##### Исходный текст #####

«Ради меня мама ушла из института»

– Моя мама очень красивая. Всю жизнь тщательно следит за собой и к здоровью относится чрезвычайно сознательно: питается правильно, голодает два раза в неделю, поэтому, несмотря на солидный возраст, решила жить одна, чтобы мы не позволяли ей «рассиживаться». Но главное – она не утратила интереса к жизни: любит знакомиться с новыми людьми, и подруги у нее гораздо моложе. Им интересно вместе, – говорит Евгений Стеблов. «Театрал» продолжает спецпроект, посвященный мамам знаменитых артистов.


–Имя у мамы тоже очень красивое – Марта. Так назвал ее мой дедушка Борис, и с этим связана интересная история. Дед родился на Черниговщине, прекрасно пел: однажды его услышал отдыхавший на даче преподаватель по вокалу Киевской консерватории и пригласил на свой курс. А вскоре студентов отправили на практику в Италию, и мой дед вместе с сокурсниками оказался в «Ла Скала» – в опере «Марта» играл юношу, который влюблен в главную героиню. Так что свою дочь он прозвал Мартой – в память о том спектакле.

#####

Задание: Сократите абзац текста, начинающийся словами «Имя у мамы тоже очень красивое», сохранив его главные факты. Строки, приведённые далее, для работы с текстом не понадобятся.

##### Извлечённые данные #####

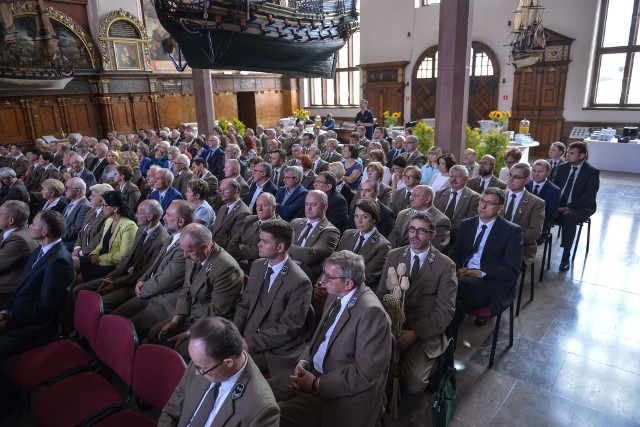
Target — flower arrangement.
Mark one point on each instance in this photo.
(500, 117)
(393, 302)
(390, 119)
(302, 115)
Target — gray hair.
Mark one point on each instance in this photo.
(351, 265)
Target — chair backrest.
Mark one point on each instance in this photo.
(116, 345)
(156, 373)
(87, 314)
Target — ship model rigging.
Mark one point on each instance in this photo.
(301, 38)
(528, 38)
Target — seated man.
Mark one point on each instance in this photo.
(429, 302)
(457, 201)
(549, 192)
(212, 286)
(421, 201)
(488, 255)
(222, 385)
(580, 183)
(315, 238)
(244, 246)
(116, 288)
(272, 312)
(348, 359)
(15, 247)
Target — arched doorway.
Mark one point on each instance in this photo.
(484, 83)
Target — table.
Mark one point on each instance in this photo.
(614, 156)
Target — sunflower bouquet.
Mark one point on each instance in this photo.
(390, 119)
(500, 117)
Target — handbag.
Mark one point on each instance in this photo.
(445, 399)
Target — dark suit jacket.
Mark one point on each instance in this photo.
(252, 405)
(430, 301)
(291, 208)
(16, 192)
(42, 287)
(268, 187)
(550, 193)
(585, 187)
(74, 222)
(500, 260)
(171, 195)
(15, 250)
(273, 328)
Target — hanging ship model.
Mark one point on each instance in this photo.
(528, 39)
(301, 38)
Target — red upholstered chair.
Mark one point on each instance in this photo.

#####

Письменный ответ: Маму зовут Марта, это имя ей дал дед Борис. Он родился на Черниговщине и прекрасно пел. Его услышал отдыхавший на даче преподаватель вокала Киевской консерватории и пригласил на свой курс. На студенческой практике в Италии дед играл в «Ла Скала» в опере «Марта» юношу, влюблённого в главную героиню. В память о том спектакле он назвал дочь Мартой.